## GOAL
The entries below need to be written out exactly, with no pictures included.

===== INPUT FOR THIS TASK =====

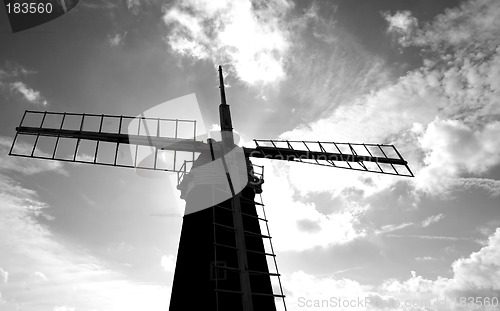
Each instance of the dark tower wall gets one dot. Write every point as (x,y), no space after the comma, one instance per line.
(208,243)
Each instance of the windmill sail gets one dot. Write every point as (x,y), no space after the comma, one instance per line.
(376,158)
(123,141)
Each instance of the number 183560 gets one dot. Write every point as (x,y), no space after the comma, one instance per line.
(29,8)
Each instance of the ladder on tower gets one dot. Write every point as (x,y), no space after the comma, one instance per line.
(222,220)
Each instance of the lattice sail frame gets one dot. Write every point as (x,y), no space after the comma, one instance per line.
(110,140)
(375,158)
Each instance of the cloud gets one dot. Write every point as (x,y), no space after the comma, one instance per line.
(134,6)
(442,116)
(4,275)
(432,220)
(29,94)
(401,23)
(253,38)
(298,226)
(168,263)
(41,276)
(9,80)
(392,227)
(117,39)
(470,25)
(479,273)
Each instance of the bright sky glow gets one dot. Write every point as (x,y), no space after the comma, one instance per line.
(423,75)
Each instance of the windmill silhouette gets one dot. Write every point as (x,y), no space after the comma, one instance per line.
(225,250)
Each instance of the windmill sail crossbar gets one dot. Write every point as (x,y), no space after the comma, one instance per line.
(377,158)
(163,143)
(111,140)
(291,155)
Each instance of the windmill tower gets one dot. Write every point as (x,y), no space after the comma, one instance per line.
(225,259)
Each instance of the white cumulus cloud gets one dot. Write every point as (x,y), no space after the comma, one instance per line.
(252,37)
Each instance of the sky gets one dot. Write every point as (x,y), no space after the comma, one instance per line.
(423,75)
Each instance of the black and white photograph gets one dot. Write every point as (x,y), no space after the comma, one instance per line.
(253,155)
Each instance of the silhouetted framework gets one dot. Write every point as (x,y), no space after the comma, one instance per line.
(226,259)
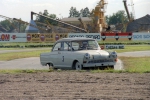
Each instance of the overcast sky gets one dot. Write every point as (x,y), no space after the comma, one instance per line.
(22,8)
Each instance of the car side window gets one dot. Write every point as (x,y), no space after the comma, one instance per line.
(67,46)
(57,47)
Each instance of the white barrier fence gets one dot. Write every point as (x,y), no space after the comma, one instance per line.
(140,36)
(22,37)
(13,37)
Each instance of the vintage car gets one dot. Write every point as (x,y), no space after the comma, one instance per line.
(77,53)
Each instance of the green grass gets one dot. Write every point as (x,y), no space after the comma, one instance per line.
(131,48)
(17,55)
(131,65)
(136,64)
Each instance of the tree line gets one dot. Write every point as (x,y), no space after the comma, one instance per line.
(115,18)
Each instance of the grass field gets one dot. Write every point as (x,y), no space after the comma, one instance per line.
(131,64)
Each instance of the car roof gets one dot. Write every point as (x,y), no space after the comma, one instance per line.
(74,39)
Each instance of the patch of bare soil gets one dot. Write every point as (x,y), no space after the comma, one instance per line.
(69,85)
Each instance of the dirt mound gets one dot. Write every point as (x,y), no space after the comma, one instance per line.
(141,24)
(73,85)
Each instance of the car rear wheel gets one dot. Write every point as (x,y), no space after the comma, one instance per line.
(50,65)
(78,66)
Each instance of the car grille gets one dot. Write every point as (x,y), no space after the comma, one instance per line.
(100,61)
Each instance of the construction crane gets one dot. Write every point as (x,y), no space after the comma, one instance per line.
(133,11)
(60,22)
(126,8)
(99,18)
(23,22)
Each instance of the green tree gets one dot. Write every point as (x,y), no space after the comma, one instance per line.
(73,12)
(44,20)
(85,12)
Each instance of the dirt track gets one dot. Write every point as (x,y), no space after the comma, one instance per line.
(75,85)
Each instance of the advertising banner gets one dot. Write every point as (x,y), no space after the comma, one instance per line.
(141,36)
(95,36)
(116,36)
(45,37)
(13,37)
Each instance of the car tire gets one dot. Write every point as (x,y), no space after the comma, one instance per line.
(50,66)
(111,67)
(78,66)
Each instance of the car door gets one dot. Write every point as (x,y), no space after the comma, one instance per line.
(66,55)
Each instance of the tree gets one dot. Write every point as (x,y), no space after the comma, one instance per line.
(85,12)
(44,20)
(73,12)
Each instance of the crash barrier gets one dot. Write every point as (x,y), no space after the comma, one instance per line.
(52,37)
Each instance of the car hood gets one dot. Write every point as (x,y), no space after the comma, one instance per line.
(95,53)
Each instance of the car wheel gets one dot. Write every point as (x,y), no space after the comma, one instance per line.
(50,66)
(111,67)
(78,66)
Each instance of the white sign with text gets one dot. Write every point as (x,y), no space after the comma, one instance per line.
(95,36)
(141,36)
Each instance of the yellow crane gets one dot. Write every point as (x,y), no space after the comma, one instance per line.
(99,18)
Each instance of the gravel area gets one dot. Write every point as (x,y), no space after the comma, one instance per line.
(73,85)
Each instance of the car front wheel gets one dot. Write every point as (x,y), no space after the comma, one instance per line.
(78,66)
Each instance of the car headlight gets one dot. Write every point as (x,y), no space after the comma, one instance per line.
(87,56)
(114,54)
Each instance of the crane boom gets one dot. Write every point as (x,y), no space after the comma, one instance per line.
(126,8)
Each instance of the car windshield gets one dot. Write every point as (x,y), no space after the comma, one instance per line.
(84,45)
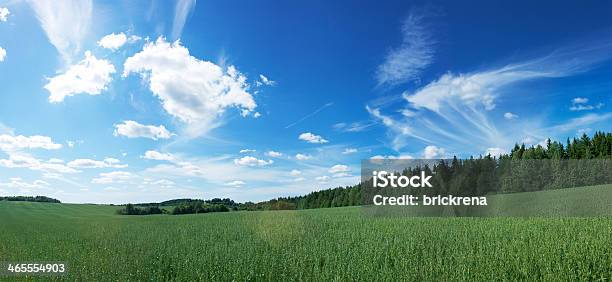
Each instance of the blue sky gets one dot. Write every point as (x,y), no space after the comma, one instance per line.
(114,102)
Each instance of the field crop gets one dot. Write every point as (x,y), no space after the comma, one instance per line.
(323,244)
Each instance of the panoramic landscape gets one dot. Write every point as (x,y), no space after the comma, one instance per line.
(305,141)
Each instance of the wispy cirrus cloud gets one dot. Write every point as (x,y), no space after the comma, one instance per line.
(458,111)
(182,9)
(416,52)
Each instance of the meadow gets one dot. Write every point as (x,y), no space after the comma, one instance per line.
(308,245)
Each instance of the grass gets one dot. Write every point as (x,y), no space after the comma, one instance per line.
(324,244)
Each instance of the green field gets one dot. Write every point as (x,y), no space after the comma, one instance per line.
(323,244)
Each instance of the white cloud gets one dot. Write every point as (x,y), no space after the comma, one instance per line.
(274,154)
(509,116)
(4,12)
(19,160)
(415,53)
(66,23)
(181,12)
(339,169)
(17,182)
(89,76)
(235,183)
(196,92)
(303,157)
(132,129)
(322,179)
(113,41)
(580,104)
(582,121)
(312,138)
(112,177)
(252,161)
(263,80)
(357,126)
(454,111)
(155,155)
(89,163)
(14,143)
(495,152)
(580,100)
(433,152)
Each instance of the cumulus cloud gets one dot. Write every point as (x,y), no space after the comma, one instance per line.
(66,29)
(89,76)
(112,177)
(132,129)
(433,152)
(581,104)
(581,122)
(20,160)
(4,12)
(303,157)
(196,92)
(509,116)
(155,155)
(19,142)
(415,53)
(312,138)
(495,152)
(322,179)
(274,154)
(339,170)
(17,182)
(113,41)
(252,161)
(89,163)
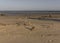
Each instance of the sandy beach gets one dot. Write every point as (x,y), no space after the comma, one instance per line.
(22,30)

=====

## RESULT OF THIS TASK
Each instance of the dark tower wall gets one dot. Write every point as (x,y), no space after the comma, one instance per line.
(208,243)
Each instance of the windmill sail gets one dot. Write every point as (x,y), no space after the comma, one instance per line.
(376,158)
(123,141)
Each instance of the number 183560 gets one dot. Write every point as (x,y), no space after the comma, one instance per line.
(29,8)
Each instance of the ladder on tower gets one dot. Write every point as (x,y), no space after the comma, one instance per line.
(222,220)
Each instance of the lattice sail frame gets one dot. Write every point as (x,y), no space after the comma, one instance per line.
(110,140)
(375,158)
Each instance of the cloud gets one dot. Write every point as (x,y), no space after the comma, one instance per line.
(134,6)
(442,116)
(4,275)
(432,220)
(29,94)
(401,23)
(253,38)
(298,226)
(168,263)
(41,276)
(9,80)
(392,227)
(117,39)
(470,25)
(479,273)
Each instance of the bright sky glow gets one dot. Write every point as (x,y), no space after the comma, one instance per line.
(423,75)
Each instance of the windmill silhouette gets one dot. Write every point as (x,y), no space after the comma, one instance per line.
(225,250)
Each instance of the windmill sail crossbar gets one dot. Write every point as (x,y), no space after the comma, one instance per line.
(377,158)
(163,143)
(111,140)
(291,155)
Each instance of the windmill tower gets one dot. Write every point as (x,y), no space after the comma, one instance per line.
(225,259)
Each instance of the white cumulus cloud gets one dot. Write every point as (x,y), no space after the comma, one instance per line.
(252,37)
Each instance of the sky gets one dot. Write every point as (x,y), no space after the comma, one instance per line.
(423,75)
Each instance of the black and white photograph gets one dot. Write every point as (x,y), no space after the comma, one instance per line.
(253,155)
Each instance of the silhouetted framework gets one dot. Write every point as (x,y), no space after the comma, one instance per line.
(226,259)
Each instance of the overcast sky gets one dot. Write every point as (x,y), no space after the comma, one instance per line.
(22,8)
Each instance of the car side window gets one dot. Write every point as (x,y), no space after the comma, one instance per line.
(67,46)
(57,47)
Each instance of the white barrier fence gets one dot. Write every point as (x,y), no space after the comma, one instance per line.
(140,36)
(22,37)
(13,37)
Each instance of the vintage car gets one dot. Write every point as (x,y), no space after the comma, one instance per line.
(77,53)
Each instance of the green grass gets one dot. Write every point as (x,y), no space after the comma, one instance per line.
(131,48)
(17,55)
(131,65)
(136,64)
Each instance of the tree line gets one dot. Write every point as (x,y), no space after the comma, one instance per line.
(115,18)
Each instance of the grass field gets one dot. Write every point as (x,y), no space after the comma, one instance per line.
(131,64)
Each instance of the car roof gets one dot. Write every point as (x,y), no space after the comma, one instance per line.
(74,39)
Each instance of the patch of bare soil gets one dot. Write every point as (x,y), no space after the comma, one instance per line.
(69,85)
Each instance of the dirt mound gets one dot. Write every point as (x,y), no space after the comma, one instance per line.
(141,24)
(73,85)
Each instance of the car rear wheel gets one dot. Write every point as (x,y), no space after the comma, one instance per line.
(50,65)
(78,66)
Each instance of the car grille gets one dot. Write every point as (x,y), no space after the comma, one instance per line.
(100,61)
Each instance of the construction crane gets one dot. Write every point as (x,y), no space after the comma, one instance per line.
(133,11)
(60,22)
(126,8)
(99,18)
(23,22)
Each instance of the green tree gets one dot. Write every point as (x,y), no space after the comma, one instance per line.
(73,12)
(44,20)
(85,12)
Each instance of the dirt track gets one dot. Write every point as (x,y), no space after the comma, one instance per line.
(75,85)
Each instance of the advertising banner gets one dot. Write every point as (x,y), no space after the comma, one instance per line.
(141,36)
(95,36)
(116,36)
(45,37)
(13,37)
Each instance of the car tire gets one dot. Write every point as (x,y), no space after the comma, one instance per line.
(50,66)
(111,67)
(78,66)
Each instance of the car door gets one dot. Write every point as (x,y), no space after the comma, one instance per line.
(66,55)
Each instance of the tree gets one dot. Write every point as (x,y), no space after the comma, one instance per line.
(85,12)
(44,20)
(73,12)
Each instance of the crash barrier gets one dot. Write every point as (x,y), no space after the comma, one instance per line.
(52,37)
Each instance of the car hood gets one dot. Write every point as (x,y), no space after the comma, one instance per line.
(95,53)
Each instance of the car wheel gets one dot. Write every point as (x,y), no space after the comma, one instance per line.
(50,66)
(111,67)
(78,66)
Each instance of the white sign with text gets one dot. Write every point as (x,y), no space after the comma, one instance per line.
(95,36)
(141,36)
Each instance of the yellow crane gets one dot. Write every point as (x,y), no space after the comma, one instance per line.
(99,18)
Each instance of the gravel area gets one dot. Write every point as (x,y), no space after the comma, one instance per line.
(73,85)
Each instance of the car front wheel gets one dot. Write every point as (x,y), no space after the comma, one instance per line.
(78,66)
Each instance of the car headlight gets one dot. Write every point as (x,y), no space after the comma, one instance per line.
(87,56)
(114,54)
Each instance of the crane boom gets one dot. Write every point as (x,y), no space after the comma, one instance per line.
(126,8)
Each instance of the car windshield gets one dot. Write every point as (x,y), no space after the comma, one instance per line.
(84,45)
Each instance of the blue sky gets one dot. Write every point as (x,y), no space after the comma, one instance per line.
(114,102)
Each instance of the field crop gets one dot. Write every point as (x,y), no space after the comma, one instance per line.
(323,244)
Each instance of the panoramic landscape gets one dot. Write every point as (x,y), no space after the comma, one instance per line.
(305,141)
Each instance of the wispy cirrus cloud gets one dot. Write every point as (x,y), no space after the comma, one instance per line.
(458,111)
(182,9)
(416,52)
Each instance of the meadow gets one dot. Write every point as (x,y), no space after the comma, one instance per line.
(308,245)
Each instance of the grass gets one dot. Write every point as (x,y), no space after the comma, one instance per line.
(324,244)
Each instance of the green field gets one dot. Write every point as (x,y), no space after the comma, one instance per line.
(323,244)
Each instance of the white cloud gets one dot. Write every point as (x,y), no space after the comma, one instance per line.
(274,154)
(509,116)
(4,12)
(19,160)
(415,53)
(66,23)
(181,12)
(339,169)
(17,182)
(89,76)
(235,183)
(196,92)
(303,157)
(132,129)
(322,179)
(113,41)
(580,104)
(582,121)
(312,138)
(112,177)
(252,161)
(263,80)
(357,126)
(454,111)
(155,155)
(89,163)
(14,143)
(495,152)
(580,100)
(433,152)
Each instance of the cumulus cloud gets one dot. Write every point as (x,y), no space after the comma, one instance per line.
(66,29)
(89,76)
(112,177)
(132,129)
(433,152)
(581,104)
(581,122)
(20,160)
(4,12)
(303,157)
(196,92)
(509,116)
(155,155)
(19,142)
(415,53)
(312,138)
(495,152)
(322,179)
(274,154)
(339,170)
(17,182)
(113,41)
(252,161)
(89,163)
Each instance of the sandy beach gets one dot. Write every point as (x,y), no space after the comma, one instance per line.
(22,30)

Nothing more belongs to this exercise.